PAGE:
--- start ---

# ‘Alien’-Like Skulls Found in Mexico



## micropage7 (Dec 24, 2012)

Archaeologists in Mexico have uncovered 25 “alien”-looking human skulls with in a cemetery in the northwest state of Sonora, they said today.

Some of the skulls showed “deformities,” said Cristina Garcia Moreno, who worked on the excavation project with Arizona State University, which analyzed the bones. The bones are about 1,000 years old, dating from 945 A.D. to 1308 A.D.

“This was an Hispanic cemetery with 25 skulls, and 13 of them have deformed heads,” Moreno told ABC News today. “We don’t know why this population specifically deformed their heads.”

Moreno said that scientists had found skulls in other parts of Mexico, including Guasave, south of Sonora that also showed similar deformities in certain groups of people. Scientists believe they put beams of wood on the front and back of individuals’ heads and wrapped the wood with bands to exert pressure on the skull, Moreno said.
“We know that in some parts of Mexico, people deformed their heads because they wanted to distinguish important people or they wanted to distinguish people from one group from another,” she said.

--- end ---

AIM A:
Answer these from the post on the Sonora skulls:
(i) Of the 25 skulls found, how many had deformed heads?
(ii) Which university analyzed the bones?
(iii) What do scientists believe was placed on the front and back of people's heads?
AIM B: Go on with the post on the Sonora skulls, picking up right after its final sentence.
The entries that follow come from a separate source unrelated to the post.

GIVEN INFORMATION:
--- start ---

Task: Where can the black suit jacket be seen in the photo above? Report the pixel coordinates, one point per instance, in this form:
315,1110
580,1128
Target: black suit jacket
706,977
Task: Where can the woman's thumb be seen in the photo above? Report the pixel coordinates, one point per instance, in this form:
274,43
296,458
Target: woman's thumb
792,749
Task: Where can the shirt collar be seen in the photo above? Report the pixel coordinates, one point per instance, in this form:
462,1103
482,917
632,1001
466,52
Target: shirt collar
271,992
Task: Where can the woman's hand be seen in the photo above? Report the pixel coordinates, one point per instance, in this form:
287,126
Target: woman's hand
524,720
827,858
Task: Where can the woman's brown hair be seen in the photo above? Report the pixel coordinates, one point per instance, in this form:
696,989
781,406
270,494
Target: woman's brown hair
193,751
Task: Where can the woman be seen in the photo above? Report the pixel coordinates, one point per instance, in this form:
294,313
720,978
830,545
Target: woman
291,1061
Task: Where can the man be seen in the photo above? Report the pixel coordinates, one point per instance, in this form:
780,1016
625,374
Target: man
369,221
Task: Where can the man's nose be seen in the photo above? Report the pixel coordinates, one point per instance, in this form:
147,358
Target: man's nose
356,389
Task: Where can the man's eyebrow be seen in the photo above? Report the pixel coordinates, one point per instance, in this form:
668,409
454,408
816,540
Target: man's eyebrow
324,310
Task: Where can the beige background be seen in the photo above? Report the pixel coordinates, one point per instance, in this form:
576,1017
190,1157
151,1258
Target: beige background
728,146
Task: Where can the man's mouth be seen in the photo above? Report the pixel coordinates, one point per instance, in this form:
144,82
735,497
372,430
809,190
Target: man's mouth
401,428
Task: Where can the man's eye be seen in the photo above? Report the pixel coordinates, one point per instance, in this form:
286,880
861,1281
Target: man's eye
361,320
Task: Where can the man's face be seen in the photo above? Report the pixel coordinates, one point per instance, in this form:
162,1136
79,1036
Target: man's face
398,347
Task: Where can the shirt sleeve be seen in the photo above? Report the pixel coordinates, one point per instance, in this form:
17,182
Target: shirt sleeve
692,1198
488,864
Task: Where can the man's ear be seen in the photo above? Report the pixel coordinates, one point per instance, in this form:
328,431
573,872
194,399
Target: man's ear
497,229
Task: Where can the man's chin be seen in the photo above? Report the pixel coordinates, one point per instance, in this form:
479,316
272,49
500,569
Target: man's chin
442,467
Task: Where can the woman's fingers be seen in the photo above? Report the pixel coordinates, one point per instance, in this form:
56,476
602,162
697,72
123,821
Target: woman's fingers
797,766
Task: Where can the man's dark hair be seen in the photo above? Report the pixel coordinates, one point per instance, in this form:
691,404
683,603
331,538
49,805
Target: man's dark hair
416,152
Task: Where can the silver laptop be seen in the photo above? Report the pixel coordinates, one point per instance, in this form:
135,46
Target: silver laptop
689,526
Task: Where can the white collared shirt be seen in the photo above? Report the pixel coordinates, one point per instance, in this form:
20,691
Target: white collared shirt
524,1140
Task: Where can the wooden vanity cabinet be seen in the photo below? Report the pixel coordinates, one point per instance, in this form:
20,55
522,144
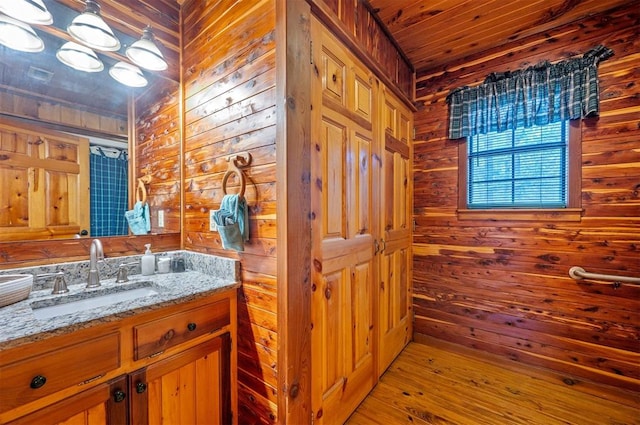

--- end ---

TASK RESULT A:
(i) 13
(ii) Arizona State University
(iii) Beams of wood, wrapped with bands to exert pressure on the skull

TASK RESULT B:
Moreno said that skulls like this had never before been found in Sonora, and that many of the skeletons in the cemetery were those of children.

http://abcnews.go.com/blogs/headlines/2012/12/alien-looking-human-skulls-found-in-mexico/
or
http://news.discovery.com/history/ancient-cranial-deformations-121219.html


----------



## mediasorcerer (Dec 24, 2012)

Not human.


----------



## GSquadron (Dec 24, 2012)

fake


----------



## WhiteLotus (Dec 24, 2012)

They are human, cultures have been known to deform their skulls by using rope and tying it around a new born head. The plates of the skull are then altered and as the child grows fuze into the desired shape.


----------



## KieX (Dec 24, 2012)

Read an article on that a few days ago in a UK newspaper article. Seems to be the result of skull binding, which they have an illustration of:





http://www.dailymail.co.uk/sciencet...-alien-skull-discovered-Mexican-cemetery.html

I still find it hard to empathise with the cultural motivations for such practices though.


----------



## mediasorcerer (Dec 24, 2012)

probably hehe. although, there are similar examples in some museum in mexico so i believe.


----------



## de.das.dude (Dec 24, 2012)

WhiteLotus said:


> They are human, cultures have been known to deform their skulls by using rope and tying it around a new born head. The plates of the skull are then altered and as the child grows fuze into the desired shape.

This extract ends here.